Exercise prompt: Can you output the records below exactly as they are written?

Input data:
-.-.-
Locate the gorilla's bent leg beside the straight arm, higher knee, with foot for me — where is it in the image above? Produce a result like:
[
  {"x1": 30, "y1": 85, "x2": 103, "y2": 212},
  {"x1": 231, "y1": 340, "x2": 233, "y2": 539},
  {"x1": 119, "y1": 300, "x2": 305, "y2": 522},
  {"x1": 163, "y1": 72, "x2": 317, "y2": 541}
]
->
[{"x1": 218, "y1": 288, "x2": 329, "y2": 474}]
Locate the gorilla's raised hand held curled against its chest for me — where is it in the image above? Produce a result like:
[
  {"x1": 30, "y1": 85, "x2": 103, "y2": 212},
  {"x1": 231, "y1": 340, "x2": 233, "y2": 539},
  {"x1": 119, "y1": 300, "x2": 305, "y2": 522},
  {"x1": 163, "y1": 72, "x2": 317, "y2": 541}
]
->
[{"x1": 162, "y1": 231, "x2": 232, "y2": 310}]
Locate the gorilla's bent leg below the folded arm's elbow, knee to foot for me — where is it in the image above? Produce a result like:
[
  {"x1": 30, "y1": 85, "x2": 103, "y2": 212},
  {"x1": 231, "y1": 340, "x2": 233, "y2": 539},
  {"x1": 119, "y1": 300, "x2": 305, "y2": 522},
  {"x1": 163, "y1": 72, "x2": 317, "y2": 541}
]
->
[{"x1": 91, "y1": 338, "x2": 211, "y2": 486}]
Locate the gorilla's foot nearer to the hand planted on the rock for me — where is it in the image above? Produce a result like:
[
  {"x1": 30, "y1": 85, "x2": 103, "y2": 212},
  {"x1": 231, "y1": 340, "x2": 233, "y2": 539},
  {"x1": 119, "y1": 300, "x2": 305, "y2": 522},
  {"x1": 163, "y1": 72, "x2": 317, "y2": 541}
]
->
-.-.-
Task answer:
Locate the gorilla's bent leg beside the straight arm, higher knee, with foot for me — where is it in the image above? Produce a result like:
[
  {"x1": 30, "y1": 85, "x2": 103, "y2": 212},
  {"x1": 231, "y1": 340, "x2": 233, "y2": 539},
  {"x1": 119, "y1": 300, "x2": 305, "y2": 522},
  {"x1": 163, "y1": 72, "x2": 317, "y2": 541}
]
->
[{"x1": 218, "y1": 288, "x2": 329, "y2": 474}]
Locate the gorilla's raised hand held curled against its chest for me — where is it in the image above? Produce a result like:
[
  {"x1": 30, "y1": 85, "x2": 103, "y2": 212},
  {"x1": 231, "y1": 340, "x2": 233, "y2": 539},
  {"x1": 119, "y1": 300, "x2": 305, "y2": 522},
  {"x1": 163, "y1": 72, "x2": 317, "y2": 541}
]
->
[{"x1": 162, "y1": 231, "x2": 232, "y2": 310}]
Locate the gorilla's bent leg below the folded arm's elbow, knee to foot for me — where is it in the image above? Produce a result like:
[
  {"x1": 30, "y1": 85, "x2": 103, "y2": 212},
  {"x1": 231, "y1": 340, "x2": 233, "y2": 539},
  {"x1": 119, "y1": 300, "x2": 305, "y2": 522},
  {"x1": 163, "y1": 72, "x2": 317, "y2": 541}
]
->
[{"x1": 91, "y1": 338, "x2": 211, "y2": 486}]
Locate the gorilla's foot nearer to the hand planted on the rock for me — where is it in the image above? Produce a result like:
[
  {"x1": 30, "y1": 85, "x2": 103, "y2": 212},
  {"x1": 231, "y1": 340, "x2": 233, "y2": 539},
  {"x1": 119, "y1": 300, "x2": 305, "y2": 522},
  {"x1": 163, "y1": 72, "x2": 317, "y2": 541}
]
->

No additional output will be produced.